» **To be done**
Extract the listing below in full, unchanged.

====== Data listing

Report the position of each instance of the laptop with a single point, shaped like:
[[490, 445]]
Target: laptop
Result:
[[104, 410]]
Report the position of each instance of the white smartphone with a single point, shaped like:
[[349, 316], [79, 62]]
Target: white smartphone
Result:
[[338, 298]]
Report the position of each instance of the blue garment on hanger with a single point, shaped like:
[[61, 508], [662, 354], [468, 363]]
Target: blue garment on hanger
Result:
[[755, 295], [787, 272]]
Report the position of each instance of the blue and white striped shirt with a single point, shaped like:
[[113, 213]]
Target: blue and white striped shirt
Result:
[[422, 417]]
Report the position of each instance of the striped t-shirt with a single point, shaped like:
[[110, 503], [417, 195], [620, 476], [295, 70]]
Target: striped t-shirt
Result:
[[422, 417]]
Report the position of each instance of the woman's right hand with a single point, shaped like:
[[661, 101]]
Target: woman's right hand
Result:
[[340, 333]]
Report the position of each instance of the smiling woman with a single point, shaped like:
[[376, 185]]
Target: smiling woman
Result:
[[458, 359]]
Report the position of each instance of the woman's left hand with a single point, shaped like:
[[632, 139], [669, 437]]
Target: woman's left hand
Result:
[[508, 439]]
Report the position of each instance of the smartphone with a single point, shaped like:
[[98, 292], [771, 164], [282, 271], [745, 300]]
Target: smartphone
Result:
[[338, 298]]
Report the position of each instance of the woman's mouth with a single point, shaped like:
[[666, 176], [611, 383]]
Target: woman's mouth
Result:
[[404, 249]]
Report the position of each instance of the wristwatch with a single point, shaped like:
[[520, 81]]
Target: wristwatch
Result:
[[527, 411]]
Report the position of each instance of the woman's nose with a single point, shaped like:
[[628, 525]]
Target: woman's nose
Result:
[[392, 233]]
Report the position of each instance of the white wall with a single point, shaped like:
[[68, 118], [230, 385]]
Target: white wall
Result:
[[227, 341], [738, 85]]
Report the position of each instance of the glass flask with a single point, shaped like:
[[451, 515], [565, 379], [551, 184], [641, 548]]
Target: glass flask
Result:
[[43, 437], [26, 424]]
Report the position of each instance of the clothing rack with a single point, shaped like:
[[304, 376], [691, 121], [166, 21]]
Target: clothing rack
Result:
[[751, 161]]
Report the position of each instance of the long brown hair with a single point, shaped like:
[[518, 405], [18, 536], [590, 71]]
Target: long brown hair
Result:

============

» **Result for this task**
Report the position of each instance of the laptop with a single point, shaped like:
[[490, 445]]
Target: laptop
Result:
[[104, 410]]
Report the position of each instance of the white smartphone with a single point, shaped like:
[[349, 316], [79, 62]]
Target: white smartphone
Result:
[[338, 298]]
Report the position of each instance of the blue garment on hanger with a single point, shaped like:
[[61, 508], [662, 354], [468, 363]]
Target: blue garment on hanger
Result:
[[755, 295], [787, 272]]
Report the position of each instance of the blue and white striped shirt with a single point, shaped like:
[[113, 213]]
Target: blue and white striped shirt
Result:
[[422, 417]]
Report the position of each instance of the striped t-shirt with a single point, shaped like:
[[110, 503], [417, 195], [620, 476], [295, 70]]
Target: striped t-shirt
Result:
[[422, 417]]
Report the position of each instance of the woman's right hand with a single point, shaped like:
[[661, 101]]
Target: woman's right hand
Result:
[[340, 333]]
Report the position of each instance of the smiling woman with a single point, shaped like:
[[376, 185]]
Target: smiling woman
Result:
[[458, 359]]
Report the position of each instance of the woman's left hand with a single point, shaped like:
[[632, 139], [669, 437]]
Target: woman's left hand
Result:
[[508, 439]]
Report the position of each instance of the smartphone with a single point, shaped like:
[[98, 292], [771, 164], [282, 271], [745, 300]]
Target: smartphone
Result:
[[338, 298]]
Report the position of each instance of the woman's mouth with a single point, shaped like:
[[666, 176], [611, 383]]
Target: woman's mouth
Result:
[[404, 249]]
Report the position of each instance of the wristwatch with a single point, shaped like:
[[520, 81]]
Target: wristwatch
Result:
[[527, 411]]
Report the position of each instance of the woman's nose with a single point, shaped like:
[[628, 525]]
Target: woman's nose
Result:
[[392, 233]]
Report the position of each instance of the white wall with a single point, shaped like:
[[68, 118], [230, 385]]
Target: white wall
Result:
[[227, 341], [738, 85]]
Report the position of each instance of the glass flask with a single point, shaped like:
[[451, 515], [565, 379], [551, 184], [641, 548]]
Target: glass flask
Result:
[[43, 437], [26, 424]]
Report the position of each instance of the clothing rack with a single point, shaped like:
[[304, 376], [691, 121], [166, 21]]
Target: clothing rack
Result:
[[751, 161]]
Report the position of each instance of the long brown hair with a single point, shaped like:
[[518, 405], [18, 536], [590, 71]]
Target: long brown hair
Result:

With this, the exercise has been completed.